Excerpted data —
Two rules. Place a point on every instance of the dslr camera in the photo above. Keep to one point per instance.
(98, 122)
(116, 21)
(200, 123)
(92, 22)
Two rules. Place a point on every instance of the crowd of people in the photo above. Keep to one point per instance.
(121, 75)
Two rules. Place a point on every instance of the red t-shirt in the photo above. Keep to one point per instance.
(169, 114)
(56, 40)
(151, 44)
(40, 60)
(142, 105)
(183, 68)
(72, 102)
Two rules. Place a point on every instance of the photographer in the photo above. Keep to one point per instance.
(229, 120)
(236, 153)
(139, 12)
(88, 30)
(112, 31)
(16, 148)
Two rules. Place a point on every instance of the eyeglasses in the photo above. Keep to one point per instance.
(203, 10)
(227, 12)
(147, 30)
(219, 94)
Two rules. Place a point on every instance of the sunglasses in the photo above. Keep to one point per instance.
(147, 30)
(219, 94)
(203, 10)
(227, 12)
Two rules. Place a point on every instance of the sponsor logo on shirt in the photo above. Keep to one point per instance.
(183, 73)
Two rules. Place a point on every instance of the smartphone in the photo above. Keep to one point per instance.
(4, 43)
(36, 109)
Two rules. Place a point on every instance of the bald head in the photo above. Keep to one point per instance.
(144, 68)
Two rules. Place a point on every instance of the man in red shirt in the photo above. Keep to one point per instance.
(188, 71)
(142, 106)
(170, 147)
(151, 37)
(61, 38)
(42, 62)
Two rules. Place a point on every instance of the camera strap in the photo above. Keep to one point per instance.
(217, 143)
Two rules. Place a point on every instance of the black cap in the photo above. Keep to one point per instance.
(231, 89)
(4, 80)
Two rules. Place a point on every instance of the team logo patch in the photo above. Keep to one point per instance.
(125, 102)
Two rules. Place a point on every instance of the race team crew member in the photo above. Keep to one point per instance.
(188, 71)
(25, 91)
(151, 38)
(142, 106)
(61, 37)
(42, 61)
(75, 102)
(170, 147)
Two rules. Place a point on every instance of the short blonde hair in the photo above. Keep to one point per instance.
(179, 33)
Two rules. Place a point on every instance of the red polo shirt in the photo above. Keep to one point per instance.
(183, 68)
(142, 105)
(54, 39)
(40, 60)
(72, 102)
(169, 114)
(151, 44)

Stated problem — Starting at the line in the listing above that contains "Two rules. Place a point on every instance of the race" and ending at the last line of the listing, lay out every line as a numbered list, leaving out any blank lines.

Right answer —
1. Two rules. Place a point on every instance of the race team crew member in the photo above. Keep to one point per instance.
2. (188, 71)
3. (25, 91)
4. (151, 38)
5. (142, 106)
6. (61, 37)
7. (42, 61)
8. (75, 102)
9. (170, 147)
10. Two rules. Place a point on every instance of the short blonde hair in the photo above. Keep to one point per instance.
11. (179, 33)
12. Two rules. Place a point on every instance of the red polo shirt in the photo above. Keep to one point per instance.
13. (183, 68)
14. (142, 105)
15. (54, 39)
16. (40, 60)
17. (72, 102)
18. (169, 114)
19. (151, 44)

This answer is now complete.